SELECTED EXTRACT ->
________________

Based on Unique Values - Character Columns

Character columns with near 100% variance (Every Row is different) are removed as they provide no group level information that can be used on a larger population/scale. These columns include textual columns describing the home, host, amenties etc.

uniquedf <-
  airbnb1 %>% select_if(is.character) %>% summarise_all(funs(n_distinct(.))) 

uniquedf <-
  uniquedf %>% gather(key = var_name, value = value, 1:ncol(uniquedf))

uniquedf$percentUnique <- round(uniquedf$value/nrow(airbnb1),2)
uniqueval <- uniquedf %>% filter(percentUnique > 0.2) %>% pull(var_name)
airbnb2 <- airbnb1[, (uniqueval) := NULL]

uniqueval
##  [1] "name"                  "summary"              
##  [3] "space"                 "description"          
##  [5] "neighborhood_overview" "notes"                
##  [7] "transit"               "access"               
##  [9] "interaction"           "house_rules"          
## [11] "amenities"

Based on Vairance

Get the matrics for vairables that have near zero variance using caret package and remove them.

zvdf <- nearZeroVar(airbnb2, saveMetrics = TRUE)
ZVnames=rownames(subset(zvdf, nzv== TRUE))
airbnb3 <- airbnb2[ , (ZVnames) := NULL]

ZVnames
## [1] "scrape_id"           "experiences_offered" "state"              
## [4] "market"              "country_code"        "country"            
## [7] "bed_type"            "has_availability"    "license"

________________

SET PROBLEM A -> Return the portion of the excerpt on dropping columns that begins at the words "Based on Unique" and stops after the words "uniquedf$percentUnique <- round(uniquedf$value/nrow(airbnb1),2)", copied without any changes.
The excerpt on dropping columns and the rows have no connection to each other.

________________

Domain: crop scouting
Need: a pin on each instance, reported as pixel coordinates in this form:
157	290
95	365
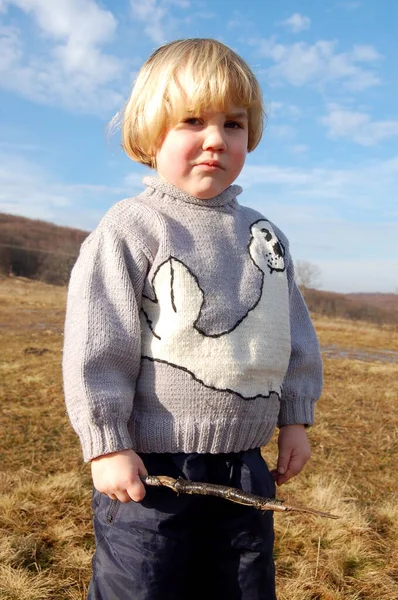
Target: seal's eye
267	234
278	249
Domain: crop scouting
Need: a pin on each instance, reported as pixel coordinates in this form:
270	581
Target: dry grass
46	538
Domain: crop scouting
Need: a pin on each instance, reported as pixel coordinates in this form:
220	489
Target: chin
206	194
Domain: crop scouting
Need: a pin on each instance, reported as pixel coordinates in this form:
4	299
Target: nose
214	138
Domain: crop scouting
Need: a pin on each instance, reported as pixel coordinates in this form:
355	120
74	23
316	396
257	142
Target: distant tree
308	275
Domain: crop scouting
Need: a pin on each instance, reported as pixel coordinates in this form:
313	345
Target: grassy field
46	539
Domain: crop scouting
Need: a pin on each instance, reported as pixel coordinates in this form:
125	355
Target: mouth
210	164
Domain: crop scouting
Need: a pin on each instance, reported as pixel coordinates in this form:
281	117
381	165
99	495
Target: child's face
203	154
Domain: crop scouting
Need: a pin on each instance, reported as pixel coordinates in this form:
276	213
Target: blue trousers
187	547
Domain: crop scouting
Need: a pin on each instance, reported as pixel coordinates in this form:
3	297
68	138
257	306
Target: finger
123	496
136	491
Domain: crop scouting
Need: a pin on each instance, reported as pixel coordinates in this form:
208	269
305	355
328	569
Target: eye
267	234
233	125
192	121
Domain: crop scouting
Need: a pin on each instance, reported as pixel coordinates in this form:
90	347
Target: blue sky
326	171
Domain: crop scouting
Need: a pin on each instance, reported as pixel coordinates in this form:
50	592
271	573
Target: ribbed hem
97	441
203	437
296	411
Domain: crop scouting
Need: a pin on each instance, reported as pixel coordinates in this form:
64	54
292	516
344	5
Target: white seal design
252	358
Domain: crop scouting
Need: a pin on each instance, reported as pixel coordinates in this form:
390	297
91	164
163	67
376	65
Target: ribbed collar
164	187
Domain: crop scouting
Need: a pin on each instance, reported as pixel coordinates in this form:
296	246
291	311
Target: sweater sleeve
303	382
102	344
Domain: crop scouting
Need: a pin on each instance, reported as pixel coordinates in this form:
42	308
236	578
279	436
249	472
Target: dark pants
187	547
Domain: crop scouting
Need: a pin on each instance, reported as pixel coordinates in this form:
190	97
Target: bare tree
308	275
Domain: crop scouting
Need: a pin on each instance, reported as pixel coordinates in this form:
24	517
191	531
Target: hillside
44	251
37	249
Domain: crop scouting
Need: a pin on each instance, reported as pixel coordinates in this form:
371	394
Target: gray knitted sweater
185	330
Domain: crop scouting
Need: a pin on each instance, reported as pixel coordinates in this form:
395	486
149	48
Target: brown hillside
39	235
44	251
384	301
37	249
353	306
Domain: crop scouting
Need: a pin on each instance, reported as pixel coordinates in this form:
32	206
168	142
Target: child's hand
118	475
294	452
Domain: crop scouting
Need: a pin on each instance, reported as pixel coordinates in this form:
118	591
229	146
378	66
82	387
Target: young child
187	342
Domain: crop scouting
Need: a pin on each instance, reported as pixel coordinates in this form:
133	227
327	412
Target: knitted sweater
185	330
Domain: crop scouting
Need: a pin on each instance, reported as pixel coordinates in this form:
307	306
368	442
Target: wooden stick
182	486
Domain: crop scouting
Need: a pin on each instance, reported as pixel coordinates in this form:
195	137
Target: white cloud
72	70
297	23
319	64
277	109
349	5
283	132
299	149
156	17
28	189
334	218
358	126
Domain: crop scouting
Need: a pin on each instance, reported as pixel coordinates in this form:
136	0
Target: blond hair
186	75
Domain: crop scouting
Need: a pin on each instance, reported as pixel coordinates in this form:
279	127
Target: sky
325	172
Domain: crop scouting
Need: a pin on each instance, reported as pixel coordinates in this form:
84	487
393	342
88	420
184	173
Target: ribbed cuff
294	411
97	441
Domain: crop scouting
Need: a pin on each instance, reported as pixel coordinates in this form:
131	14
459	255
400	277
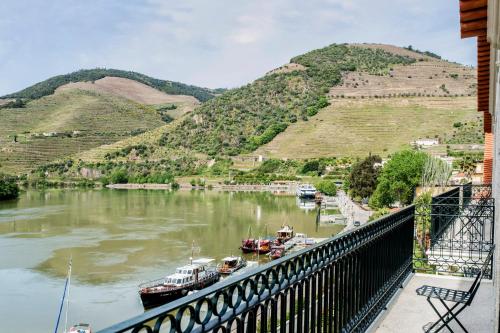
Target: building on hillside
382	276
425	142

________________

SET PROBLEM B -> Locate each line in the rows that contains the string "knitted", and copy every such line.

OUTPUT A ->
Based on Unique Values - Character Columns

Character columns with near 100% variance (Every Row is different) are removed as they provide no group level information that can be used on a larger population/scale. These columns include textual columns describing the home, host, amenties etc.

uniquedf <-
  airbnb1 %>% select_if(is.character) %>% summarise_all(funs(n_distinct(.))) 

uniquedf <-
  uniquedf %>% gather(key = var_name, value = value, 1:ncol(uniquedf))

uniquedf$percentUnique <- round(uniquedf$value/nrow(airbnb1),2)

OUTPUT B ->
Target: gray knitted sweater
Target: knitted sweater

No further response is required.